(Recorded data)
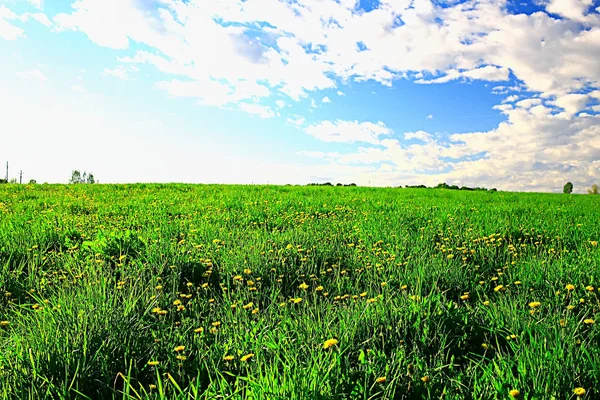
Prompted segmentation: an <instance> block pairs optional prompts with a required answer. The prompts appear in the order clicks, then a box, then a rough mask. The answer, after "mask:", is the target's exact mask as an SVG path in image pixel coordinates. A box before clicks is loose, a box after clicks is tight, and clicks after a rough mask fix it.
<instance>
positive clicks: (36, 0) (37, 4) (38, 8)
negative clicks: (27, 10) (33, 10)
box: [27, 0, 44, 10]
mask: <svg viewBox="0 0 600 400" xmlns="http://www.w3.org/2000/svg"><path fill="white" fill-rule="evenodd" d="M27 2H28V3H29V4H31V5H32V6H34V7H35V8H37V9H39V10H42V9H44V0H27Z"/></svg>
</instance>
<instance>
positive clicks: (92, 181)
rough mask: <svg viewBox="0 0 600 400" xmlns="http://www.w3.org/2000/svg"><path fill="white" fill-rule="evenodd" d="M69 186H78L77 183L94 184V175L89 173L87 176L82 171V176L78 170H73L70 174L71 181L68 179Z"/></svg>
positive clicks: (86, 175)
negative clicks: (75, 184)
mask: <svg viewBox="0 0 600 400" xmlns="http://www.w3.org/2000/svg"><path fill="white" fill-rule="evenodd" d="M69 183H70V184H79V183H96V179H95V178H94V174H92V173H91V172H90V173H89V174H88V173H87V172H86V171H83V174H82V173H81V172H80V171H79V170H74V171H73V172H71V179H69Z"/></svg>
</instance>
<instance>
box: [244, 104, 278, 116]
mask: <svg viewBox="0 0 600 400" xmlns="http://www.w3.org/2000/svg"><path fill="white" fill-rule="evenodd" d="M239 107H240V110H242V111H244V112H247V113H248V114H253V115H258V116H259V117H260V118H273V117H274V116H275V113H274V112H273V110H272V109H271V107H268V106H261V105H259V104H251V103H240V105H239Z"/></svg>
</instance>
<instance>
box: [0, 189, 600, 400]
mask: <svg viewBox="0 0 600 400" xmlns="http://www.w3.org/2000/svg"><path fill="white" fill-rule="evenodd" d="M598 221H600V207H599V203H598V197H597V196H581V195H571V196H562V195H551V194H527V193H522V194H515V193H504V192H497V193H492V192H484V191H460V190H426V189H375V188H362V187H337V188H322V187H293V186H286V187H269V186H193V185H17V186H12V185H4V186H2V187H0V397H3V398H16V399H27V398H29V399H42V398H92V399H94V398H127V399H129V398H168V399H172V398H179V399H184V398H185V399H189V398H207V399H213V398H217V395H220V396H222V397H220V398H231V399H237V398H252V399H300V398H302V399H317V398H322V399H340V398H345V399H373V398H386V399H403V398H405V399H415V398H436V399H438V398H442V397H443V398H446V399H469V398H473V399H494V398H498V399H506V398H508V397H509V396H513V397H516V398H523V399H533V398H537V399H542V398H544V399H550V398H557V399H568V398H573V399H574V398H576V397H577V396H581V397H583V398H598V396H600V340H599V339H600V336H599V333H600V331H599V327H598V325H599V324H600V315H599V312H600V302H599V299H598V297H597V290H598V289H597V287H598V286H599V285H600V269H599V268H598V267H599V264H600V247H599V246H598V240H599V236H600V226H599V225H598ZM596 321H599V322H598V324H596V323H595V322H596Z"/></svg>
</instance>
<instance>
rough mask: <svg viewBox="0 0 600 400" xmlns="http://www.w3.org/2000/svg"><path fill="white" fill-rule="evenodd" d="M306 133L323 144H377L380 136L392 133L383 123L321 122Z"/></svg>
mask: <svg viewBox="0 0 600 400" xmlns="http://www.w3.org/2000/svg"><path fill="white" fill-rule="evenodd" d="M305 131H306V133H308V134H309V135H311V136H314V137H315V138H316V139H318V140H320V141H323V142H338V143H356V142H360V143H371V144H378V143H379V142H380V139H379V138H380V136H387V135H390V134H391V133H392V131H391V130H390V129H389V128H388V127H386V126H385V124H384V123H383V122H378V123H376V124H375V123H372V122H360V123H359V122H358V121H340V120H337V121H334V122H332V121H323V122H320V123H319V124H316V125H311V126H309V127H307V128H306V129H305Z"/></svg>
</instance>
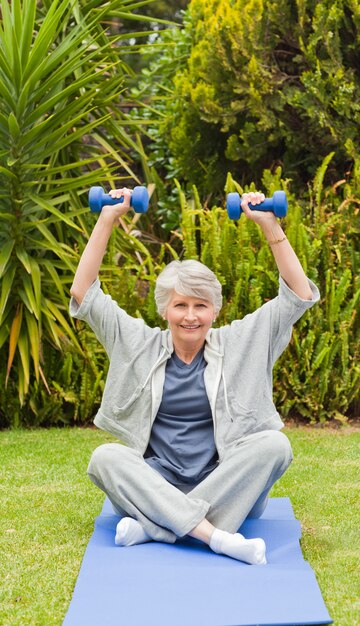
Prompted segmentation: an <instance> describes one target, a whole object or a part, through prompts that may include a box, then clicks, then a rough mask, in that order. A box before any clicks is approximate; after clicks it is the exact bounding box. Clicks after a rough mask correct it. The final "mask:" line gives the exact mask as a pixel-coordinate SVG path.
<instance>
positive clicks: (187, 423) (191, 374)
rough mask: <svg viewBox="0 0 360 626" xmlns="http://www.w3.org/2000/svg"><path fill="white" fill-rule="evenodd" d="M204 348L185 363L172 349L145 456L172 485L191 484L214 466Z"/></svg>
mask: <svg viewBox="0 0 360 626" xmlns="http://www.w3.org/2000/svg"><path fill="white" fill-rule="evenodd" d="M205 367H206V361H205V359H204V350H203V349H202V350H200V351H199V352H198V353H197V355H196V356H195V358H194V359H193V360H192V361H191V363H190V364H189V365H188V364H186V363H184V362H183V361H182V360H181V359H180V358H179V357H178V356H177V355H176V354H175V352H173V354H172V356H171V358H170V359H169V360H168V362H167V365H166V373H165V382H164V390H163V397H162V401H161V404H160V407H159V411H158V414H157V416H156V418H155V421H154V424H153V427H152V431H151V436H150V442H149V446H148V448H147V450H146V452H145V460H146V462H147V463H148V464H149V465H151V467H153V468H154V469H156V470H157V471H158V472H160V474H162V476H164V478H166V480H167V481H168V482H170V483H171V484H173V485H176V486H181V485H191V484H196V483H198V482H200V481H201V480H203V479H204V478H205V477H206V476H207V475H208V474H209V473H210V472H211V471H212V470H213V469H215V467H216V464H217V460H218V454H217V451H216V447H215V441H214V425H213V420H212V415H211V408H210V404H209V400H208V397H207V394H206V390H205V384H204V370H205Z"/></svg>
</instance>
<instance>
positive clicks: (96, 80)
mask: <svg viewBox="0 0 360 626" xmlns="http://www.w3.org/2000/svg"><path fill="white" fill-rule="evenodd" d="M0 9H1V13H0V355H1V357H0V358H1V362H2V367H1V370H2V372H1V375H0V384H4V383H5V384H8V383H9V381H10V382H12V384H13V385H14V388H17V389H18V400H19V402H20V404H21V403H23V402H24V398H25V397H26V395H27V394H28V392H29V388H30V387H31V381H32V380H34V381H35V380H36V383H37V384H38V383H39V381H41V379H42V381H43V383H44V384H45V385H46V375H45V367H44V356H43V355H44V353H45V352H46V349H47V347H48V346H51V347H53V348H55V349H61V347H62V346H63V344H64V342H65V343H66V342H71V343H72V344H73V345H74V346H75V347H77V348H78V349H80V346H79V344H78V340H77V337H76V334H75V333H74V329H73V327H72V325H71V322H70V321H69V319H68V316H67V314H66V310H67V300H68V291H67V287H68V284H69V282H70V281H71V276H72V274H73V271H74V269H75V265H76V260H77V252H76V248H77V243H76V241H77V237H79V232H82V231H84V230H85V231H86V230H87V226H86V217H85V216H84V214H85V213H86V212H87V208H86V197H85V194H84V192H85V191H86V190H87V189H88V187H89V186H90V185H91V184H99V181H101V180H106V179H107V180H111V177H112V176H113V175H114V172H115V171H116V170H117V173H118V175H119V173H120V175H121V176H122V177H124V178H125V177H126V178H129V177H133V178H135V179H136V176H135V174H134V173H133V171H132V169H131V165H130V159H129V157H128V152H129V148H130V147H131V148H134V147H135V144H133V142H132V139H131V137H130V136H129V135H128V134H127V132H126V129H125V126H124V123H123V120H122V114H121V109H120V108H119V106H118V105H119V101H120V98H121V92H122V91H123V90H124V80H125V76H126V74H127V67H126V65H125V63H124V62H123V61H122V60H121V49H122V47H121V45H119V42H120V40H121V36H120V35H112V36H110V34H109V33H108V32H106V31H105V30H104V23H105V20H106V19H107V18H109V16H110V15H111V14H116V12H118V13H119V12H120V13H121V14H122V16H123V17H124V16H126V14H128V15H129V17H131V4H129V3H128V2H126V0H125V1H124V0H123V1H122V0H117V1H116V2H111V1H110V2H107V3H106V2H102V1H100V0H91V1H90V2H87V3H86V2H79V1H75V2H68V1H67V0H66V1H65V0H51V1H49V0H47V1H45V2H42V3H39V2H37V1H36V0H11V2H10V1H9V0H1V2H0ZM136 19H140V18H139V17H138V16H137V18H136ZM109 22H110V20H109V19H108V21H107V23H109ZM128 36H129V35H128V34H127V37H128Z"/></svg>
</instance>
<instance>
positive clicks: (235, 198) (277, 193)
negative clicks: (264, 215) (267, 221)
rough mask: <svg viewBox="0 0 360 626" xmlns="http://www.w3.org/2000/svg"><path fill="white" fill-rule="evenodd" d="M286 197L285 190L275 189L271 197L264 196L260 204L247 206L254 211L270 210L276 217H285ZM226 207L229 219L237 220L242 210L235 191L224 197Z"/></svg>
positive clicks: (232, 219)
mask: <svg viewBox="0 0 360 626" xmlns="http://www.w3.org/2000/svg"><path fill="white" fill-rule="evenodd" d="M287 206H288V203H287V198H286V194H285V191H275V192H274V195H273V196H272V198H265V199H264V200H263V202H261V203H260V204H251V202H249V208H250V209H252V210H254V211H272V212H273V213H274V214H275V215H276V217H285V215H286V213H287ZM226 208H227V212H228V215H229V217H230V219H232V220H238V219H239V218H240V215H241V213H242V212H243V211H242V208H241V198H240V195H239V194H238V193H236V192H234V193H229V194H228V195H227V199H226Z"/></svg>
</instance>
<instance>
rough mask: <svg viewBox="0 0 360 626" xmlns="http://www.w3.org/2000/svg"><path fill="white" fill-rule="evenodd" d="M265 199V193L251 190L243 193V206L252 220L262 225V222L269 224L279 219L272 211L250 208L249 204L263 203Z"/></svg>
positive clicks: (262, 223) (246, 212) (242, 199)
mask: <svg viewBox="0 0 360 626" xmlns="http://www.w3.org/2000/svg"><path fill="white" fill-rule="evenodd" d="M264 200H265V196H264V194H263V193H259V192H257V191H256V192H253V191H251V192H249V193H243V195H242V196H241V208H242V210H243V211H244V213H245V215H246V217H247V218H249V220H252V221H253V222H255V223H256V224H259V225H260V226H261V225H262V224H269V223H274V222H277V219H276V217H275V215H274V213H273V212H272V211H257V210H256V209H250V208H249V204H261V202H263V201H264Z"/></svg>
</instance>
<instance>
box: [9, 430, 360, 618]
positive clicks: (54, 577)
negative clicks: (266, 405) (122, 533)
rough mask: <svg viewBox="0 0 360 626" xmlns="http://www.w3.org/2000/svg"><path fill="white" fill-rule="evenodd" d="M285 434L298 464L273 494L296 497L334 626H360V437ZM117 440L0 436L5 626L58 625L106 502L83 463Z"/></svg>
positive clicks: (307, 557)
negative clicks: (104, 442)
mask: <svg viewBox="0 0 360 626" xmlns="http://www.w3.org/2000/svg"><path fill="white" fill-rule="evenodd" d="M285 432H286V434H287V435H288V436H289V438H290V440H291V442H292V445H293V449H294V453H295V460H294V462H293V464H292V465H291V467H290V469H289V470H288V472H287V473H286V474H285V476H283V478H282V479H281V481H279V483H277V485H276V486H275V488H274V490H273V492H272V495H274V496H290V498H291V501H292V504H293V507H294V510H295V513H296V516H297V518H298V519H300V521H301V523H302V529H303V537H302V542H301V543H302V548H303V554H304V556H305V558H306V559H307V560H308V561H309V562H310V564H311V565H312V567H313V569H314V571H315V573H316V576H317V579H318V582H319V585H320V588H321V590H322V593H323V597H324V600H325V602H326V605H327V607H328V610H329V612H330V615H331V616H332V618H333V619H334V623H335V625H336V626H360V617H359V615H360V605H359V597H360V593H359V592H360V589H359V572H358V566H359V556H360V550H359V528H360V519H359V518H360V515H359V458H360V455H359V443H360V431H356V430H354V429H348V428H344V429H343V430H340V431H339V430H330V429H326V428H324V429H315V428H313V429H311V428H287V429H286V431H285ZM112 440H113V439H112V438H111V436H110V435H107V434H106V433H103V432H101V431H97V430H94V429H78V428H75V429H71V430H67V429H65V430H57V429H50V430H36V431H5V432H1V433H0V453H1V464H2V480H1V492H0V493H1V500H0V507H1V519H0V542H1V543H0V553H1V560H0V580H1V589H0V624H2V626H60V625H61V624H62V621H63V618H64V616H65V613H66V610H67V607H68V605H69V602H70V599H71V594H72V590H73V587H74V584H75V581H76V578H77V574H78V571H79V568H80V564H81V560H82V556H83V554H84V551H85V548H86V545H87V543H88V540H89V538H90V535H91V533H92V529H93V521H94V517H95V516H96V515H97V514H98V513H99V511H100V508H101V505H102V502H103V499H104V496H103V494H102V493H101V492H100V491H99V490H97V489H96V488H95V487H94V486H93V485H92V484H91V483H90V481H89V479H88V478H87V476H86V467H87V462H88V459H89V457H90V454H91V451H92V450H93V449H94V448H95V447H96V446H97V445H99V444H101V443H104V442H106V441H112ZM79 626H82V625H81V624H79ZM139 626H140V625H139ZM160 626H171V625H160ZM184 626H186V625H184Z"/></svg>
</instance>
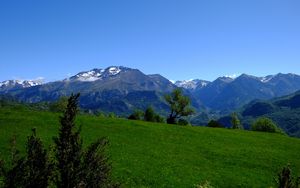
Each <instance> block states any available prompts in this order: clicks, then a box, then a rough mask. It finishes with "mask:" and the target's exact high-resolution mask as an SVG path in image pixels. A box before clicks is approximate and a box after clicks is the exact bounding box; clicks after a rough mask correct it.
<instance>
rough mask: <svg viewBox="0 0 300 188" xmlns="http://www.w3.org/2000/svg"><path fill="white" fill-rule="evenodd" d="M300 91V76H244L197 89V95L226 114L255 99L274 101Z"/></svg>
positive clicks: (225, 80) (211, 107) (225, 77)
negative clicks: (297, 91)
mask: <svg viewBox="0 0 300 188" xmlns="http://www.w3.org/2000/svg"><path fill="white" fill-rule="evenodd" d="M299 89H300V76H299V75H295V74H281V73H279V74H277V75H270V76H266V77H255V76H251V75H246V74H242V75H241V76H239V77H237V78H235V79H232V78H226V77H221V78H218V79H217V80H215V81H214V82H211V83H209V84H208V85H207V86H206V87H201V88H196V89H195V90H194V95H196V96H197V97H198V98H199V99H200V100H201V101H203V103H204V104H205V106H207V107H209V108H211V109H212V110H217V111H221V112H223V113H226V112H230V111H232V110H235V109H237V108H239V107H242V106H243V105H245V104H247V103H249V102H250V101H252V100H254V99H271V98H274V97H280V96H283V95H288V94H290V93H293V92H295V91H297V90H299Z"/></svg>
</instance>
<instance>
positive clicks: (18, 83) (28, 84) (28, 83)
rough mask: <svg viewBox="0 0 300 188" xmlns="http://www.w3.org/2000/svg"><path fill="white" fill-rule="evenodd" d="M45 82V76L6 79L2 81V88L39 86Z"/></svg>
mask: <svg viewBox="0 0 300 188" xmlns="http://www.w3.org/2000/svg"><path fill="white" fill-rule="evenodd" d="M42 84H43V78H38V79H35V80H6V81H3V82H0V88H14V87H18V88H28V87H33V86H38V85H42Z"/></svg>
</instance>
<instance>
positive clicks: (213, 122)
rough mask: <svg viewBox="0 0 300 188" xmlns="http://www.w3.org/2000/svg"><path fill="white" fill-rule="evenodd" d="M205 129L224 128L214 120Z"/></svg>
mask: <svg viewBox="0 0 300 188" xmlns="http://www.w3.org/2000/svg"><path fill="white" fill-rule="evenodd" d="M207 127H213V128H224V126H223V125H222V124H221V123H219V122H218V121H215V120H210V121H209V122H208V124H207Z"/></svg>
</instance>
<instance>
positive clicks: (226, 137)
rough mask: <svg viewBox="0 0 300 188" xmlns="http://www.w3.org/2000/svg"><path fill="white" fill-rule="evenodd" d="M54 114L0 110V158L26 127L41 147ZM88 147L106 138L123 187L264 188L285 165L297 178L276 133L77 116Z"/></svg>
mask: <svg viewBox="0 0 300 188" xmlns="http://www.w3.org/2000/svg"><path fill="white" fill-rule="evenodd" d="M58 117H59V114H53V113H50V112H43V111H38V110H34V109H30V108H28V107H25V106H22V105H11V106H8V107H1V108H0V133H1V134H0V142H1V143H2V144H1V145H0V153H1V154H0V155H1V156H4V158H5V159H8V158H9V154H10V148H9V139H10V138H11V137H12V136H13V135H16V136H17V147H18V148H20V149H21V152H24V148H23V146H24V141H25V140H26V136H27V135H29V134H30V130H31V128H32V127H36V128H37V134H38V135H39V136H40V137H41V138H42V140H43V141H44V142H45V143H48V144H49V143H50V142H51V140H52V137H53V136H54V135H56V134H57V132H58ZM77 123H78V125H82V137H83V140H84V143H85V144H89V143H91V142H92V141H94V140H96V139H97V138H99V137H101V136H108V138H109V140H110V142H111V146H110V155H111V159H112V164H113V176H114V178H115V179H117V180H118V181H120V182H121V183H122V184H123V185H124V187H193V186H194V185H197V184H200V183H201V182H205V181H206V180H208V181H209V182H210V183H211V184H212V185H214V186H216V187H270V186H273V185H274V177H276V174H277V172H279V170H281V168H282V167H283V166H284V165H286V164H287V163H290V164H291V165H292V169H293V170H294V172H295V173H296V174H297V173H298V174H299V173H300V159H299V155H300V140H299V139H296V138H290V137H287V136H282V135H279V134H267V133H257V132H249V131H239V130H228V129H213V128H206V127H181V126H171V125H166V124H154V123H146V122H140V121H129V120H125V119H111V118H101V117H97V116H89V115H80V116H79V117H78V119H77Z"/></svg>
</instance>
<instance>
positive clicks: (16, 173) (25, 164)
mask: <svg viewBox="0 0 300 188" xmlns="http://www.w3.org/2000/svg"><path fill="white" fill-rule="evenodd" d="M26 147H27V155H26V157H23V158H20V159H18V160H15V159H13V167H12V168H11V169H10V170H8V171H5V170H4V171H3V174H4V176H5V183H4V187H24V188H30V187H37V188H46V187H48V186H49V183H50V179H51V177H52V174H53V167H54V166H53V164H52V163H51V162H49V158H48V155H47V151H46V150H45V149H44V147H43V144H42V141H41V140H40V138H38V137H37V136H36V131H35V129H33V130H32V135H31V136H29V137H28V140H27V146H26ZM15 151H16V150H15ZM14 155H15V154H14ZM15 157H16V156H14V158H15Z"/></svg>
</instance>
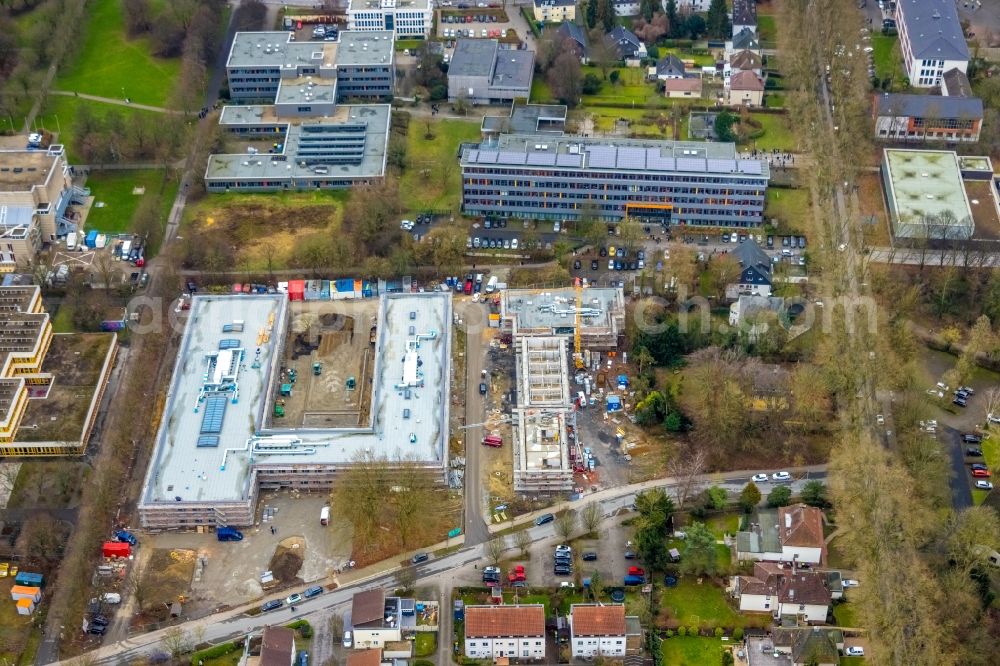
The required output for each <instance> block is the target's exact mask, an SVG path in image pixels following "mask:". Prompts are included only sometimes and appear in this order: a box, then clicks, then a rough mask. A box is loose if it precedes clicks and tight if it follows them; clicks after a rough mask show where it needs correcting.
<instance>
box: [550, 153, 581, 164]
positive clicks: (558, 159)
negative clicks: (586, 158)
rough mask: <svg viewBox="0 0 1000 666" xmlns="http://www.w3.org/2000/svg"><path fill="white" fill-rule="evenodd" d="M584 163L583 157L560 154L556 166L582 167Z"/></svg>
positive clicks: (557, 159)
mask: <svg viewBox="0 0 1000 666" xmlns="http://www.w3.org/2000/svg"><path fill="white" fill-rule="evenodd" d="M582 163H583V156H582V155H570V154H566V153H564V154H560V155H556V164H557V165H558V166H576V167H578V166H580V165H581V164H582Z"/></svg>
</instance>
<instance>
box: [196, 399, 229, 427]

Instructions for the task: Pick out every line of the listing that contains the string "bounding". Letter case counts.

Finished exercise:
Prompted segmentation: an <instance> describes one target, a whole object or a part, through prompts that may include a box, then clicks, then a rough mask, in that order. A box before any clicks is approximate; after clicks it is the exact bounding box. Clicks after a rough mask correct it. The final "mask:" line gives the exact mask as a pixel-coordinate SVG path.
Each <instance> block states any available prompts in this order: clicks, then a box, then a rough mask. It finishes with "mask:" and the target's exact high-resolution mask as an SVG path in image pixels. A box before clicks is approximate and a box after clicks is the exact bounding box; clicks after a rough mask correct it.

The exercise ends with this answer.